→ **TEXT**:
[ovs-dev] [PATCH] netdev-dpdk: Enable Rx checksum offloading feature on DPDK physical ports.

Chandran, Sugesh sugesh.chandran at intel.com
Wed Aug 24 15:18:29 UTC 2016


Typo error in the heading. 
This is the RFC patch, and the heading has to be,

"[RFC PATCHv4] netdev-dpdk: Enable Rx checksum offloading feature on DPDK physical ports."
Sorry for missing it out.



Regards
_Sugesh


> -----Original Message-----
> From: Chandran, Sugesh
> Sent: Wednesday, August 24, 2016 3:54 PM
> To: dev at openvswitch.org; jesse at kernel.org
> Cc: Chandran, Sugesh <sugesh.chandran at intel.com>
> Subject: [PATCH] netdev-dpdk: Enable Rx checksum offloading feature on
> DPDK physical ports.
> 
> Add Rx checksum offloading feature support on DPDK physical ports. By
> default,
> the Rx checksum offloading is enabled if NIC supports. However,
> the checksum offloading can be turned OFF either while adding a new DPDK
> physical port to OVS or at runtime.
> 
> The rx checksum offloading can be turned off by setting the parameter to
> 'false'. For eg: To disable the rx checksum offloading when adding a port,
> 
>  'ovs-vsctl add-port br0 dpdk0 -- \
>   set Interface dpdk0 type=dpdk options:rx-checksum-offload=false'
> 
> OR (to disable at run time after port is being added to OVS)
> 
> 'ovs-vsctl set Interface dpdk0 options:rx-checksum-offload=false'
> 
> Similarly to turn ON rx checksum offloading at run time,
> 
> 'ovs-vsctl set Interface dpdk0 options:rx-checksum-offload=true'
> 
> This is a RFC patch as the new checksum offload flags
> 'PKT_RX_L4_CKSUM_GOOD'
> and 'PKT_RX_IP_CKSUM_GOOD' will be available only in DPDK 16.11 release.

→ **Location identification entries**:
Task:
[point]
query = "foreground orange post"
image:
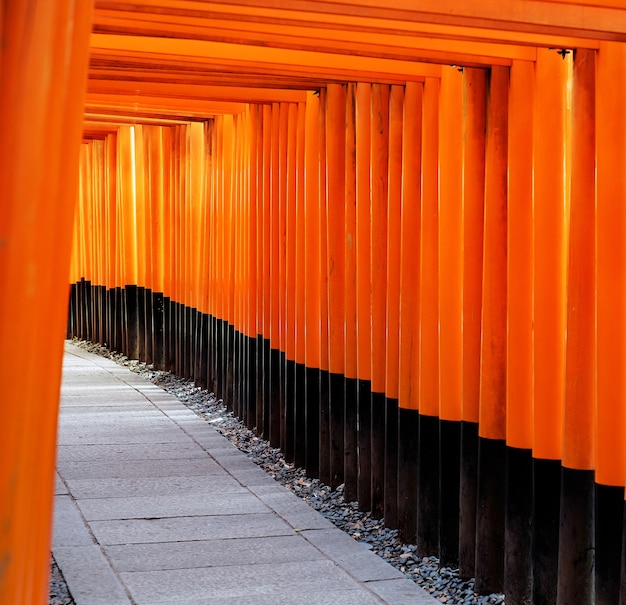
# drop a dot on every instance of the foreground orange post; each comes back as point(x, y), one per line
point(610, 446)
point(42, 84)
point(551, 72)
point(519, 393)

---

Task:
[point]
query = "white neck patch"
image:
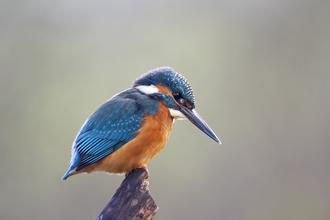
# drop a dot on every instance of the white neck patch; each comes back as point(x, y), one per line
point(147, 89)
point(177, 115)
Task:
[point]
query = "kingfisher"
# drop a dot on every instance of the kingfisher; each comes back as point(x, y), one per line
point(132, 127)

→ **TO DO**:
#1 List each distinct email address that appears in the patch message, in the form in which it is written there.
#2 How many lines of the entries contain the word "foreground"? Give only the number.
The patch message above has no connection to the entries that accompany it.

→ **THE ANSWERS**:
#1
sugesh.chandran at intel.com
dev at openvswitch.org
jesse at kernel.org

#2 2